>> Begin
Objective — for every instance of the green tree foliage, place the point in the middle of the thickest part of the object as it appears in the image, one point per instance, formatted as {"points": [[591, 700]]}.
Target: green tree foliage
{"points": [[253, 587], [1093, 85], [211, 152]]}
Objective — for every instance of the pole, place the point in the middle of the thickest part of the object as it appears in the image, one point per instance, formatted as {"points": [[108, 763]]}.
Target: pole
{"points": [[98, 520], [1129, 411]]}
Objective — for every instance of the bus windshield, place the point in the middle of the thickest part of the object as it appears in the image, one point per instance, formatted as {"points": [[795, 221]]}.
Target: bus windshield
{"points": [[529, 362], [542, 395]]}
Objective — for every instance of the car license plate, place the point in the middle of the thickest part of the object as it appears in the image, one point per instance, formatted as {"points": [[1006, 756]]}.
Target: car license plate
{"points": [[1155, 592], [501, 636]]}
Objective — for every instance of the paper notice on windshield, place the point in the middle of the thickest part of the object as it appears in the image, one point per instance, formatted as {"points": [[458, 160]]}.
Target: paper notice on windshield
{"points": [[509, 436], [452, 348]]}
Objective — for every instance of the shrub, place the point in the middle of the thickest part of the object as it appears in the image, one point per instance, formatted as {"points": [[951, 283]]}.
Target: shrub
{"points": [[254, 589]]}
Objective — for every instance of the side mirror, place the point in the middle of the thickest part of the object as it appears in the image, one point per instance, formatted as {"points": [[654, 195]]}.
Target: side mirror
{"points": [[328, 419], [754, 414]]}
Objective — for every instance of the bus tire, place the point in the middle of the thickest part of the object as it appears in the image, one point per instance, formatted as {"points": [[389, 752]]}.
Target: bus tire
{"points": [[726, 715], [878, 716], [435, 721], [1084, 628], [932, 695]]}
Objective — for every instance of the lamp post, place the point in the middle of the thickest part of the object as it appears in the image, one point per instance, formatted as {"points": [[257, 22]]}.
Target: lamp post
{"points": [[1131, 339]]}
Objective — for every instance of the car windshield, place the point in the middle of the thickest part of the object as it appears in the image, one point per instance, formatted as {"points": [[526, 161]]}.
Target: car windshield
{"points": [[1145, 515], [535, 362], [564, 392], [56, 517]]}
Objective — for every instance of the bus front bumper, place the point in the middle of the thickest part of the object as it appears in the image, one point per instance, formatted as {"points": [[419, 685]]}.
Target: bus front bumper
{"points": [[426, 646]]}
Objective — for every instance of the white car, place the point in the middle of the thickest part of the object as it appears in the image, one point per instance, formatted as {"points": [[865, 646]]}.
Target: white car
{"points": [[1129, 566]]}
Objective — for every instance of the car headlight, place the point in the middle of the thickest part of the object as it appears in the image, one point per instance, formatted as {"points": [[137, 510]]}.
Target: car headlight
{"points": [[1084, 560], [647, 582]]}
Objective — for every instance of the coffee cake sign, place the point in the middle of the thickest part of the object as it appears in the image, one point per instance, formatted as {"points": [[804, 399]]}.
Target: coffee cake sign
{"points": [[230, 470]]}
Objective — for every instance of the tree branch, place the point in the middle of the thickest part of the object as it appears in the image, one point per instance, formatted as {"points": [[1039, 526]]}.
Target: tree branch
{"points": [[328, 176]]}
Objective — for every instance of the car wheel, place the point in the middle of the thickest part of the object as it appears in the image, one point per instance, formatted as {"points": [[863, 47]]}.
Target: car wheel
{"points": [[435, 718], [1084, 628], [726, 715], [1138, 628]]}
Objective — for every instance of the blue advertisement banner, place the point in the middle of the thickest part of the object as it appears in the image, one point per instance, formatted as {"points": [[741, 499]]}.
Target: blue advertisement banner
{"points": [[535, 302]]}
>> End
>> Begin
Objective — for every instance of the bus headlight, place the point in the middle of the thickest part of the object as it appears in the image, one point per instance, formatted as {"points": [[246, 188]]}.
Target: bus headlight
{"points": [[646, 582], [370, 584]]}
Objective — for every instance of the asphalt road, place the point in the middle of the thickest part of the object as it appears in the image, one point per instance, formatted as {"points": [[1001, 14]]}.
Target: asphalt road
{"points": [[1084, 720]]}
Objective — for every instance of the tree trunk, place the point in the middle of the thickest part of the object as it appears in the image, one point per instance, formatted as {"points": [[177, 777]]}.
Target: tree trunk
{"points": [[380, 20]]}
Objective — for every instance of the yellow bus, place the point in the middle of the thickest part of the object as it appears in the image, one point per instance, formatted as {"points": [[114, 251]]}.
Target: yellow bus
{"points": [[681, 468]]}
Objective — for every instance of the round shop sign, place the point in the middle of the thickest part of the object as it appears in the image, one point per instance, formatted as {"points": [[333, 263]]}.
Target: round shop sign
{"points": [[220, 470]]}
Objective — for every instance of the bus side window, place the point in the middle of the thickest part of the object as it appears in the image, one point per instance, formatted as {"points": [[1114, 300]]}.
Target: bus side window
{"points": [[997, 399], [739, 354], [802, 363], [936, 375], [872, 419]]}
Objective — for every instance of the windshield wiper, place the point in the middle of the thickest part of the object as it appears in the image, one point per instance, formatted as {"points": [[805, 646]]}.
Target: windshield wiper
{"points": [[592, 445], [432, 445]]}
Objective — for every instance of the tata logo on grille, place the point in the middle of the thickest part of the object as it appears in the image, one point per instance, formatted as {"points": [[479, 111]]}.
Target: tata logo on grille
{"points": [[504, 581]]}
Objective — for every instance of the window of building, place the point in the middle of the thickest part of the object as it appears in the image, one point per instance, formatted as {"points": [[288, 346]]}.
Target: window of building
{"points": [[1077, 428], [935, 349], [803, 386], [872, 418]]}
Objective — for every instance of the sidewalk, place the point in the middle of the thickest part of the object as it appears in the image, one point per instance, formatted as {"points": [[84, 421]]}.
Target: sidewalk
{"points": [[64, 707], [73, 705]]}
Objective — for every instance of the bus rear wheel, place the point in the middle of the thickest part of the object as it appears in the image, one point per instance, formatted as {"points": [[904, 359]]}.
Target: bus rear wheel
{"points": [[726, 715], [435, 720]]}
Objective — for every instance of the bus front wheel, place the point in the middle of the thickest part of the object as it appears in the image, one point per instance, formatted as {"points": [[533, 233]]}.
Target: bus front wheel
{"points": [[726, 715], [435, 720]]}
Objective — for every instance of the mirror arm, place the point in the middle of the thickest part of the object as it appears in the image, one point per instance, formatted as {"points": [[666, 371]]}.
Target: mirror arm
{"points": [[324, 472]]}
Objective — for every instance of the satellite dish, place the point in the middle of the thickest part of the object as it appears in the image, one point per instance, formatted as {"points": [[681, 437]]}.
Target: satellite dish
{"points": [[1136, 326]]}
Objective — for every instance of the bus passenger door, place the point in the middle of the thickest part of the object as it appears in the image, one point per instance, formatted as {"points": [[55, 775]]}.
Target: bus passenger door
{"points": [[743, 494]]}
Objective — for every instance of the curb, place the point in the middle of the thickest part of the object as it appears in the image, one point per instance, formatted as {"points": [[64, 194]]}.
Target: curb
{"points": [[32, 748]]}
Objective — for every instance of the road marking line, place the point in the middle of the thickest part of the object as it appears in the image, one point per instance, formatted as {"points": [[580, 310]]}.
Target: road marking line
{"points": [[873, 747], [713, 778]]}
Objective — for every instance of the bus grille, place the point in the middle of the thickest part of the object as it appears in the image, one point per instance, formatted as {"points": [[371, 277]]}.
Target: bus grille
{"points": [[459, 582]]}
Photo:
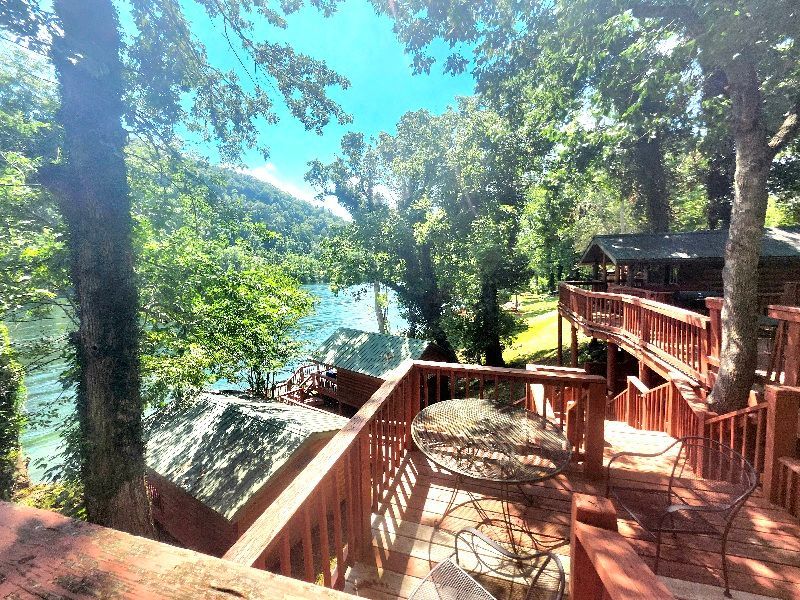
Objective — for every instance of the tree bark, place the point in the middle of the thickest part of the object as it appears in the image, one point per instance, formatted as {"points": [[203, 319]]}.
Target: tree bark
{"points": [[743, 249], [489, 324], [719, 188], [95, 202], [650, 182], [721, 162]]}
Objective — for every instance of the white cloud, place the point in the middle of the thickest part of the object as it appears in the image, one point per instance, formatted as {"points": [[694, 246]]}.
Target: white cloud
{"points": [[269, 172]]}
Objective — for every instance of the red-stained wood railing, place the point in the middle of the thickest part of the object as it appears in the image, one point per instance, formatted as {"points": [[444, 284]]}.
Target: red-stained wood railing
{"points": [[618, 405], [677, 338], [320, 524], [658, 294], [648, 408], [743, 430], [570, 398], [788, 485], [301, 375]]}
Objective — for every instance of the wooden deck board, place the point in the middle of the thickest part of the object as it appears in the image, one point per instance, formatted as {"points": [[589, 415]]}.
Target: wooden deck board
>> End
* **Stated goal**
Rewrite the material as a JSON list of strings, one string per line with blank lines omitted, starting at the line that contains "Objective — for every instance of the bus grille, place" and ending after the line that contains "Target: wooden deck board". Leave the pictures out.

* **Response below**
[
  "Objective — for every instance of the bus grille, place the point in the middle of the thickest part of the object as it appears in the image, one point per instance, formatted as {\"points\": [[371, 277]]}.",
  "Target: bus grille",
  "{\"points\": [[459, 582]]}",
  "Photo:",
  "Objective — for every instance of the tree bark, place the point in the middle of the thickest part of the object as it appears in the image, one point per instance, formatted as {\"points\": [[203, 319]]}.",
  "Target: tree bark",
  "{\"points\": [[743, 249], [489, 324], [719, 188], [95, 202], [650, 182], [721, 162]]}",
  "Objective — for every instance of the white cloud, place the point in the middle of the thickest part of the object as it appears in the image, one point per instance, formatted as {\"points\": [[694, 246]]}.",
  "Target: white cloud",
  "{\"points\": [[269, 172]]}",
  "Objective — for every instance of the red-stained wood railing, place the point in the middle of the thickest part of the object as it appears in the image, one point per instance, formatted as {\"points\": [[444, 284]]}.",
  "Target: red-stained wood railing",
  "{\"points\": [[618, 405], [677, 338], [320, 524], [658, 294], [648, 408], [743, 430], [570, 398], [788, 485], [301, 375]]}",
  "Objective — for every instance of the wooden deck board, place the point in the middle of the thickest part of the object as it appears in the image, one point per instance, formatted as {\"points\": [[589, 415]]}.",
  "Target: wooden deck board"
]